▶ [DATA FOR THIS TASK]

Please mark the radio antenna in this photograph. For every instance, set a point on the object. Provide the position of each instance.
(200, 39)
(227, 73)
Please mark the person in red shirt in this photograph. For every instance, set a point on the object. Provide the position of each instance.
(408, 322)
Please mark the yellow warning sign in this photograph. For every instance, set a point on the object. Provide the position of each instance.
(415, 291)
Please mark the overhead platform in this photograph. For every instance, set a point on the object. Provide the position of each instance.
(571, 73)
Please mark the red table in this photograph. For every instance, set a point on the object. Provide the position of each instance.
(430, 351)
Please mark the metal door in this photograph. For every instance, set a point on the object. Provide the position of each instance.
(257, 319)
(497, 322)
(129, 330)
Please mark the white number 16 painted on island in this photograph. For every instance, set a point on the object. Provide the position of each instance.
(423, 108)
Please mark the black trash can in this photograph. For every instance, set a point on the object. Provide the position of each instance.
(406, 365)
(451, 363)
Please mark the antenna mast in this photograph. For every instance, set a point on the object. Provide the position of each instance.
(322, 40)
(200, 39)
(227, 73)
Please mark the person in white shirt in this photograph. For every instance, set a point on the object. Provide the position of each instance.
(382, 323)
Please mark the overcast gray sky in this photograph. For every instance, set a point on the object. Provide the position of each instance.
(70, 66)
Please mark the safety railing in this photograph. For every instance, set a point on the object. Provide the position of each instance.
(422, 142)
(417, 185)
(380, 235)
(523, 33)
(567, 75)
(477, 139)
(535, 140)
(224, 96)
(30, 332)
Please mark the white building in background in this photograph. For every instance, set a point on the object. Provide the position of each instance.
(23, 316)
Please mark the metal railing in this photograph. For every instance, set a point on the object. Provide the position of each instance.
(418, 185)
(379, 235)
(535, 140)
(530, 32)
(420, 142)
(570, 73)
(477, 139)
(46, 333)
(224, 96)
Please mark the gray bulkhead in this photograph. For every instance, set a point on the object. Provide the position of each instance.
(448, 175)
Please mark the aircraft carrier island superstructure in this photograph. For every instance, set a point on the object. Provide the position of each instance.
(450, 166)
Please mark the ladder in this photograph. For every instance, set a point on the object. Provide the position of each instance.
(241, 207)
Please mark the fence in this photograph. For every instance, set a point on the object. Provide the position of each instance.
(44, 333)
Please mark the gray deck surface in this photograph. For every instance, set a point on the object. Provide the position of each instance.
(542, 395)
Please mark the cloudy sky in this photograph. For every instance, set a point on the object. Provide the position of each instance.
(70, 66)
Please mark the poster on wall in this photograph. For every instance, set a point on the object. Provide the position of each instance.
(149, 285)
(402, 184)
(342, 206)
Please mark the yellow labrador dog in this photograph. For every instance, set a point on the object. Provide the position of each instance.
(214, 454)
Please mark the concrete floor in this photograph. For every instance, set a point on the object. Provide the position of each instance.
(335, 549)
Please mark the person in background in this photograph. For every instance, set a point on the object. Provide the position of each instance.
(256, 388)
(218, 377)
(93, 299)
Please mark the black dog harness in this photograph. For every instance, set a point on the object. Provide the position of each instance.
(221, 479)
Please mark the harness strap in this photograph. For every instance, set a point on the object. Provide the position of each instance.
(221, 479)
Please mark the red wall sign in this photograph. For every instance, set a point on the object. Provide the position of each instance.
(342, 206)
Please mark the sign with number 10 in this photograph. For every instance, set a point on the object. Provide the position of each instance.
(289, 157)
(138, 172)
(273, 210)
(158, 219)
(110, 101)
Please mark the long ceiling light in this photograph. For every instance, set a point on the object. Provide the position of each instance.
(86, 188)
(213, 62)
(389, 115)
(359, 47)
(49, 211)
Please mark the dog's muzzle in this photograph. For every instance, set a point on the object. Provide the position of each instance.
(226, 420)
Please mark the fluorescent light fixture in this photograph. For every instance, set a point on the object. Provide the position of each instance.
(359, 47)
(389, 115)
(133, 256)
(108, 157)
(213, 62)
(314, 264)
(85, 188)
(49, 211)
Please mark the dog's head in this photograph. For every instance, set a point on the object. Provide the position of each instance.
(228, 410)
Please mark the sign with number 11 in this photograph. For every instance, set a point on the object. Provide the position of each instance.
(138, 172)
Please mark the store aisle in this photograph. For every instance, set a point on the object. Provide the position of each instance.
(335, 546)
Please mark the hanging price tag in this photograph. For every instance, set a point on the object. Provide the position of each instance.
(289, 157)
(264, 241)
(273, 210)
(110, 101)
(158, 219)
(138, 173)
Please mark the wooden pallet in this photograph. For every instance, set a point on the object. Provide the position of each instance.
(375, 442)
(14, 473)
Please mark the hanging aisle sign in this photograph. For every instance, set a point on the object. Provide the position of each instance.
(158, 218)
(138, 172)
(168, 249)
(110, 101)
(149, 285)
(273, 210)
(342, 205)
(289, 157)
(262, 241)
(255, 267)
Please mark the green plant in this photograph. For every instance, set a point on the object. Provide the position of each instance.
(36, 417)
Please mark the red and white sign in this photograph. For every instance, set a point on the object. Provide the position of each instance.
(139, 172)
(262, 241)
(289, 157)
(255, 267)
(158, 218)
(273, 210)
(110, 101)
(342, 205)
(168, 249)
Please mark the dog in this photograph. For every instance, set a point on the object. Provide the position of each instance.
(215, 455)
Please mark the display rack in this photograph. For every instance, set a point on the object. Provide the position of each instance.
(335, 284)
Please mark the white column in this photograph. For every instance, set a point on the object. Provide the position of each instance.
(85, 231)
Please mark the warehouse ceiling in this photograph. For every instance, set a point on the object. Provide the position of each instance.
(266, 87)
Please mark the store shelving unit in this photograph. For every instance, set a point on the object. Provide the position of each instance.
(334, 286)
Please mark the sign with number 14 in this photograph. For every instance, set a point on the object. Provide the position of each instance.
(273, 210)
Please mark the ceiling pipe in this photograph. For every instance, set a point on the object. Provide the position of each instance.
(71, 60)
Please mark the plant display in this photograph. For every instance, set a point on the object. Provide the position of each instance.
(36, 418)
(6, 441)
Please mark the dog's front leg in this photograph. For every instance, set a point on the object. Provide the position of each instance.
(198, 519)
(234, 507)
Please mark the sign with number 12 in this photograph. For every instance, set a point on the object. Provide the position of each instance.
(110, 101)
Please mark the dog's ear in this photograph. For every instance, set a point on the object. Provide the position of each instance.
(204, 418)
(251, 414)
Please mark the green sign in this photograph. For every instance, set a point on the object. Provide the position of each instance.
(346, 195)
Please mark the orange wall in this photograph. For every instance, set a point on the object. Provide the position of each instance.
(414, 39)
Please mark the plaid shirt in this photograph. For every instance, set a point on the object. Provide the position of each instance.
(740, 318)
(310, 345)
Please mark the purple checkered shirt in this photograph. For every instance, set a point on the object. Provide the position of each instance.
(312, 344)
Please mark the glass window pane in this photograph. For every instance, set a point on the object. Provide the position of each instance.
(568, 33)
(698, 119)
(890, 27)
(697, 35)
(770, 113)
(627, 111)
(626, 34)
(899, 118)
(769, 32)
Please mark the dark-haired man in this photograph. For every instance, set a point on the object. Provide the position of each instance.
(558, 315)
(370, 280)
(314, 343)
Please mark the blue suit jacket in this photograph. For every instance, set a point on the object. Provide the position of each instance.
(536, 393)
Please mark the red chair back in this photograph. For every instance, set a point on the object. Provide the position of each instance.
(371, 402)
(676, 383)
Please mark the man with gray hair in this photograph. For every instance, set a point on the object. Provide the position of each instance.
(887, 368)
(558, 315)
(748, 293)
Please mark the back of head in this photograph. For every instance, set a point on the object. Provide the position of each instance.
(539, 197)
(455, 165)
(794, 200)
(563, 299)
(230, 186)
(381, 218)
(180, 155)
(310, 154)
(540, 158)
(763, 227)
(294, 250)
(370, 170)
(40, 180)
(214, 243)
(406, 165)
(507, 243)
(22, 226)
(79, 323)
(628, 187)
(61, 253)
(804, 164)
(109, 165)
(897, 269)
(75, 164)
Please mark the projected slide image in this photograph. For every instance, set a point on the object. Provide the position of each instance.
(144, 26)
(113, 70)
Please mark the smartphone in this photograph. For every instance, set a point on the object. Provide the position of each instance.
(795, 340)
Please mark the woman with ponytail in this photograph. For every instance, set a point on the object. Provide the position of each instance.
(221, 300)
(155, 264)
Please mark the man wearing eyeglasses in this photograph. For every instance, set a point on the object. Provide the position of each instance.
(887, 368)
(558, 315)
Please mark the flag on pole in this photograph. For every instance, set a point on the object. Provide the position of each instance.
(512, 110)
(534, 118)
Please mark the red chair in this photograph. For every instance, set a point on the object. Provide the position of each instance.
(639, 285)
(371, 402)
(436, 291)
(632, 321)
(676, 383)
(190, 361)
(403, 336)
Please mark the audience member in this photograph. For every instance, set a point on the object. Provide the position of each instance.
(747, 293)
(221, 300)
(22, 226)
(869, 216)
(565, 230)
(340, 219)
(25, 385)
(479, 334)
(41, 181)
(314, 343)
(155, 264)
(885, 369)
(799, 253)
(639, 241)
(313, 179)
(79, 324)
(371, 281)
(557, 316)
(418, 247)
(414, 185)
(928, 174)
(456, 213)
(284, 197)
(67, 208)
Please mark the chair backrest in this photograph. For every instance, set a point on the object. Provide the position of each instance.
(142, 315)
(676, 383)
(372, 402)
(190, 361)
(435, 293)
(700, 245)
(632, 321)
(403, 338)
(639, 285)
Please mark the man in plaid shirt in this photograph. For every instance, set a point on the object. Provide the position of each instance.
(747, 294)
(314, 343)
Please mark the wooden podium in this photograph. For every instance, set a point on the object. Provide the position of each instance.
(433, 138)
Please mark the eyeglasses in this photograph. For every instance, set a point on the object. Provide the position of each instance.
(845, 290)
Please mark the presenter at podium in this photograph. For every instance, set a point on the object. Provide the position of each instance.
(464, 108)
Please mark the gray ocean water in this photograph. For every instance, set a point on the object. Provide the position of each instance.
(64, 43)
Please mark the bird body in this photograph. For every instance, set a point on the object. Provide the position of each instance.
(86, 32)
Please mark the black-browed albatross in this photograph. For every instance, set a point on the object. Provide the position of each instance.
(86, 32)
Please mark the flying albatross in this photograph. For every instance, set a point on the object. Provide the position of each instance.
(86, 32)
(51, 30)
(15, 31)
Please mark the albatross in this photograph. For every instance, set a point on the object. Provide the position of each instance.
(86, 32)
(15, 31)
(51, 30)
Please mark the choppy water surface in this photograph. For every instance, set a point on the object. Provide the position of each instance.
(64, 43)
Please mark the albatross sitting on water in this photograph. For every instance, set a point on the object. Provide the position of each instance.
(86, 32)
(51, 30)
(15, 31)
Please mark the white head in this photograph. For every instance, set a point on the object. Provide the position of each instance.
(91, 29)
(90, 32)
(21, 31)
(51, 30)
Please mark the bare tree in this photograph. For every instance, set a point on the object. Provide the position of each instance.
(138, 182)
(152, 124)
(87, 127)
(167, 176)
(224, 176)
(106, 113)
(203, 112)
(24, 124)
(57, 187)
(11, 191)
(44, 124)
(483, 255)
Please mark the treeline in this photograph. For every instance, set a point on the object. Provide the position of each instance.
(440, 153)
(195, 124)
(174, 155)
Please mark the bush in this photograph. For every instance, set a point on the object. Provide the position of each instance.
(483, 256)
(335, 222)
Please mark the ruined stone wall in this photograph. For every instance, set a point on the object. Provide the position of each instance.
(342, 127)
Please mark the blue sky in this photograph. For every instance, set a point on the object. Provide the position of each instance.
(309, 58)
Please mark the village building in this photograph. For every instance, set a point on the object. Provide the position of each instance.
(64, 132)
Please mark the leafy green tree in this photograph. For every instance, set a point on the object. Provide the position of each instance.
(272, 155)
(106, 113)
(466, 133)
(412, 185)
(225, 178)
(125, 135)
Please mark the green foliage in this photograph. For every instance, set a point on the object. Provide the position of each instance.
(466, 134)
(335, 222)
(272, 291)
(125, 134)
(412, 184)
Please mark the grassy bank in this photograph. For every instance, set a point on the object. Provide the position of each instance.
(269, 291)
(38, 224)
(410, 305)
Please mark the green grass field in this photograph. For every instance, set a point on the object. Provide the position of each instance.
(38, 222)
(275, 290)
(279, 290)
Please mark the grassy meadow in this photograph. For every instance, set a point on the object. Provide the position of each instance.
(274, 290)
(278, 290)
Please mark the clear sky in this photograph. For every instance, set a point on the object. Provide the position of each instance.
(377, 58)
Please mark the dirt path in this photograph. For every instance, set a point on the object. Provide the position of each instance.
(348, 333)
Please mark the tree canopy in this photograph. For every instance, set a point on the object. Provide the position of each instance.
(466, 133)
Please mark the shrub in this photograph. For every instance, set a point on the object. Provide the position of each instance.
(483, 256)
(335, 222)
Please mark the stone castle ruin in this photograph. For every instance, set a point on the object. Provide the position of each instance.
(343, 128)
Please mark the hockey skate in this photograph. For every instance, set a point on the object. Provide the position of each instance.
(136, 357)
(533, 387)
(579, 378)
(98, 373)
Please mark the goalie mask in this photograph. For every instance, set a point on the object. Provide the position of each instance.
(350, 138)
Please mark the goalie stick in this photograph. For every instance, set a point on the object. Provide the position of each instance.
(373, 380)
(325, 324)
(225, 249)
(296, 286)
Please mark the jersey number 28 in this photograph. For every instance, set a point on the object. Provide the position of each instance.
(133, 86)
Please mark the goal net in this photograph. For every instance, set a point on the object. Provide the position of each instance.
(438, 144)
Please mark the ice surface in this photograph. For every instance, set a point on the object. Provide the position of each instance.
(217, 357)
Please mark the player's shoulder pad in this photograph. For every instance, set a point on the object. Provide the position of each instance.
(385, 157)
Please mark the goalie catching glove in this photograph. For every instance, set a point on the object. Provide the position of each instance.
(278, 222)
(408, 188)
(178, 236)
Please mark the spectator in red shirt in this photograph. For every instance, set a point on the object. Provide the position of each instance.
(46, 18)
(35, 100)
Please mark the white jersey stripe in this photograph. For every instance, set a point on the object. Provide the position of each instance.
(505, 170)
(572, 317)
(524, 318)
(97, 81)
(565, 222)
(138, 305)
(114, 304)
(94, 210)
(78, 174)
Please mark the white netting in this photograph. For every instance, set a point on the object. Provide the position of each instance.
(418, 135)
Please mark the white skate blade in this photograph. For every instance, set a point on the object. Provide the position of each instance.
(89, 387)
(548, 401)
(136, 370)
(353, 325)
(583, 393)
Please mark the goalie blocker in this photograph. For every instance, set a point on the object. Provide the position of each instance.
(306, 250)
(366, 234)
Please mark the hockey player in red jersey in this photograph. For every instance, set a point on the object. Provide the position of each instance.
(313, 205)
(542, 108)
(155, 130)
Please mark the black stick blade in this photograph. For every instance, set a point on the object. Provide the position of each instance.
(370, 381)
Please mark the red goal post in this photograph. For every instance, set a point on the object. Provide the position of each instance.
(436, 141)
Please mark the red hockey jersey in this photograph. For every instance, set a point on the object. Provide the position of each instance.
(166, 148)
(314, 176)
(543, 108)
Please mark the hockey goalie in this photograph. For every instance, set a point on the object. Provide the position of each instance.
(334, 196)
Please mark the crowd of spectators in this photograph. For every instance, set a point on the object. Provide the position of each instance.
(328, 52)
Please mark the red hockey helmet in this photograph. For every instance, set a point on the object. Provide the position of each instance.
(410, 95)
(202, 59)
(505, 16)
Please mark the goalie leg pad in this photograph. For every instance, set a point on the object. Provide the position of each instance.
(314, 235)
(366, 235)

▶ [REQUEST]
Find the line containing "Please mark the hockey goalie". Reproduce it exactly, along with every line after it through the last.

▶ [ANSWER TO THE PROBLEM]
Please mark the hockey goalie in this photograph. For every instance, set a point on the object. Provide the position of each instance.
(334, 196)
Please mark the crowd of spectators in this photograph. For every instance, set a point on the object. Provide the position of each instance.
(328, 52)
Please mark the red hockey helmet in this photograph. For every instance, set a point on the object. Provide the position of each instance.
(410, 95)
(202, 59)
(505, 16)
Please mark the goalie leg pad in this photograph. For every instance, set a point on the object. Provide the position of each instance.
(314, 235)
(366, 235)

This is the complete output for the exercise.